== Records provided

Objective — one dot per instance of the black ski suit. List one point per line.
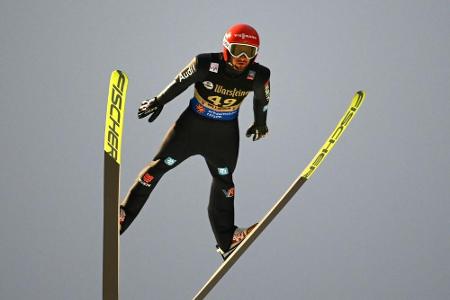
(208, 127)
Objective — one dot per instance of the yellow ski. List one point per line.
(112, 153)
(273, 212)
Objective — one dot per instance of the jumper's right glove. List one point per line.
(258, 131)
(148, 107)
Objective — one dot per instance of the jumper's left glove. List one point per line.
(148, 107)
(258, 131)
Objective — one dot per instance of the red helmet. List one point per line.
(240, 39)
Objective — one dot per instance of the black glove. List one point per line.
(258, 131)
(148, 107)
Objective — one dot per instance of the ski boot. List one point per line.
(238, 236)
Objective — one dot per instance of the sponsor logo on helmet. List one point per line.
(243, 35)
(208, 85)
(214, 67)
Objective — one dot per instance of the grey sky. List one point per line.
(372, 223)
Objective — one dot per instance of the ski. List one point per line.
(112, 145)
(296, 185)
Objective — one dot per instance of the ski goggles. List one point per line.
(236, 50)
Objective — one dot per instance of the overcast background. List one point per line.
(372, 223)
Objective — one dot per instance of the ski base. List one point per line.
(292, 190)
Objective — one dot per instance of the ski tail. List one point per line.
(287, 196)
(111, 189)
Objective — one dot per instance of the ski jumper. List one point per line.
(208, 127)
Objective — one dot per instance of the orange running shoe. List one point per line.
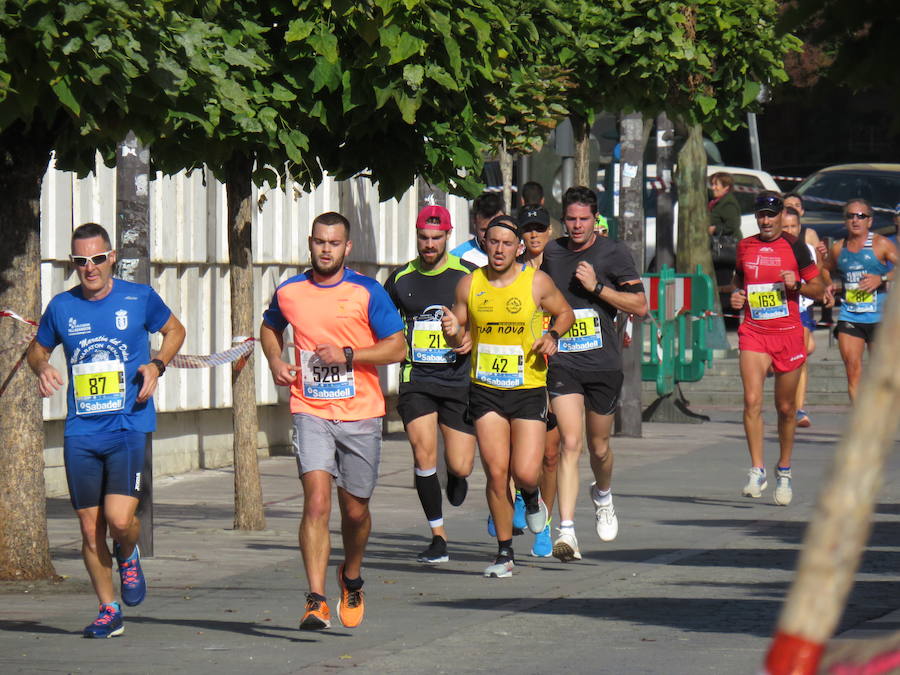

====

**What to do:** Copy out the records word for word, starting at the line with "Objective — one dot per instance of the overcast" and continuing to the end of the records, with both ends included. Leave out the pictures.

**Final result:**
Objective — one dot per instance of the overcast background. List one point per line.
(372, 223)
Objective — one dot per instance of the ski base. List one point per line.
(292, 190)
Objective — one dot per instance of the ski tail. List one point per line.
(287, 196)
(111, 189)
Objective — one dot per instance of the ski jumper. List one point per line.
(208, 127)
Objective — one dot per instance of the orange running shoe. List one point per line.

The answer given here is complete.